_Text shown:_
((

I replace the missing values of ‘revenue’ with the mean of 93.93, then total amount of ‘revenue’ is now 1,409,019, instead of 1,308,138, the median of 91.86, instead of 89.50.
Pens and Printers company is found in 1984, but the summary shows max of ‘years_as_customer’ of 63 that is error. Another customer’s ‘years_as_customer’ is 47. I replace these error values in this column with the mean of 5.
df_1 <- df %>% mutate(sales_method = case_when(
sales_method == "em + call" ~ "Email + Call",
sales_method == "email" ~ "Email", TRUE ~ sales_method))
df_2 <- df_1 %>% mutate(revenue = replace_na(revenue, 93.93) )
table(df_2$sales_method) # check if errors are corrected
##
## Call Email Email + Call
## 4962 7466 2572
summary(df_2$revenue) # check if errors are corrected
## Min. 1st Qu. Median Mean 3rd Qu. Max.
## 32.54 53.04 91.86 93.93 106.07 238.32
df_e <- df_2 %>% filter(years_as_customer > 40)

))

_Stated goal:_ Reproduce the data-cleaning notes word for word, everything from "I replace the missing" down to "filter(years_as_customer > 40)".

_Records supplied:_
((

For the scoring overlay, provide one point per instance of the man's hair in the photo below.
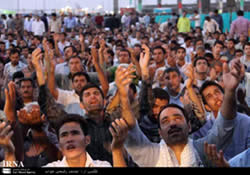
(72, 118)
(233, 40)
(210, 55)
(180, 48)
(73, 48)
(53, 14)
(183, 91)
(207, 84)
(88, 86)
(75, 57)
(200, 58)
(219, 42)
(240, 13)
(172, 69)
(187, 38)
(172, 106)
(18, 74)
(159, 47)
(238, 50)
(26, 79)
(246, 44)
(77, 74)
(160, 94)
(125, 50)
(132, 86)
(14, 51)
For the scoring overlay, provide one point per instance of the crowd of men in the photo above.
(124, 91)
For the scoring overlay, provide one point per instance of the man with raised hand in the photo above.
(176, 149)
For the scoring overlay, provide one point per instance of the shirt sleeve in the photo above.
(64, 97)
(220, 134)
(143, 152)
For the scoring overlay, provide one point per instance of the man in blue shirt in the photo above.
(70, 23)
(212, 95)
(240, 160)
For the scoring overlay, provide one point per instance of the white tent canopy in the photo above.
(27, 6)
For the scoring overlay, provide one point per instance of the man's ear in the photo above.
(105, 102)
(208, 108)
(87, 140)
(181, 99)
(189, 126)
(60, 146)
(81, 106)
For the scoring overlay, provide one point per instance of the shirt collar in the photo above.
(89, 161)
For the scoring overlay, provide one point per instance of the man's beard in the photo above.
(177, 135)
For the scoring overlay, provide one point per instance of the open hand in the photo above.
(212, 154)
(5, 137)
(123, 78)
(119, 131)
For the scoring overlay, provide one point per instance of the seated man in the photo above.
(176, 149)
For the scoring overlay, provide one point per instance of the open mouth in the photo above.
(174, 131)
(70, 147)
(218, 103)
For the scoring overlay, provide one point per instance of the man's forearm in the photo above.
(127, 113)
(118, 158)
(228, 108)
(102, 78)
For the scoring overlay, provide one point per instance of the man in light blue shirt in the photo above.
(173, 85)
(14, 65)
(70, 23)
(212, 95)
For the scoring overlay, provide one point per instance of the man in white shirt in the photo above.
(38, 27)
(63, 42)
(14, 65)
(55, 24)
(73, 138)
(79, 80)
(246, 58)
(196, 19)
(176, 149)
(28, 24)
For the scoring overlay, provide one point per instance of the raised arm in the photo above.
(231, 79)
(102, 78)
(146, 97)
(200, 111)
(217, 158)
(123, 78)
(36, 61)
(56, 39)
(10, 111)
(47, 103)
(5, 142)
(135, 62)
(36, 56)
(119, 131)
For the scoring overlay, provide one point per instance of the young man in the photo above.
(246, 58)
(159, 59)
(173, 85)
(92, 100)
(230, 53)
(201, 69)
(14, 65)
(217, 49)
(176, 149)
(72, 132)
(183, 24)
(151, 101)
(213, 96)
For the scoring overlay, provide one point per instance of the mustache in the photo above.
(174, 129)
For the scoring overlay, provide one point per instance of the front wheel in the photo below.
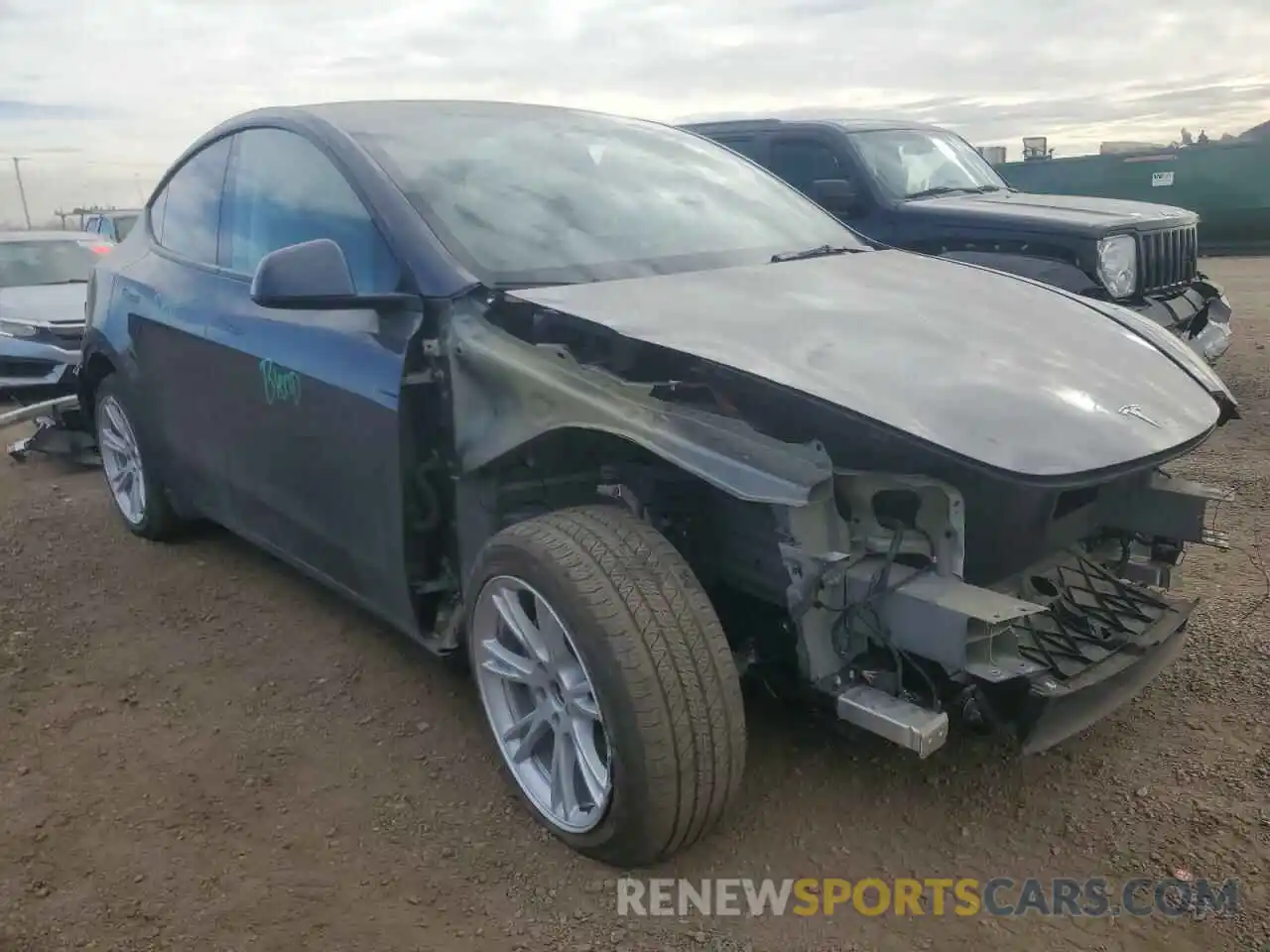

))

_Answer to this problem:_
I replace the missing values of ‘revenue’ with the mean of 93.93, then total amount of ‘revenue’ is now 1,409,019, instead of 1,308,138, the median of 91.86, instead of 89.50.
Pens and Printers company is found in 1984, but the summary shows max of ‘years_as_customer’ of 63 that is error. Another customer’s ‘years_as_customer’ is 47. I replace these error values in this column with the mean of 5.
df_1 <- df %>% mutate(sales_method = case_when(
sales_method == "em + call" ~ "Email + Call",
sales_method == "email" ~ "Email", TRUE ~ sales_method))
df_2 <- df_1 %>% mutate(revenue = replace_na(revenue, 93.93) )
table(df_2$sales_method) # check if errors are corrected
##
## Call Email Email + Call
## 4962 7466 2572
summary(df_2$revenue) # check if errors are corrected
## Min. 1st Qu. Median Mean 3rd Qu. Max.
## 32.54 53.04 91.86 93.93 106.07 238.32
df_e <- df_2 %>% filter(years_as_customer > 40)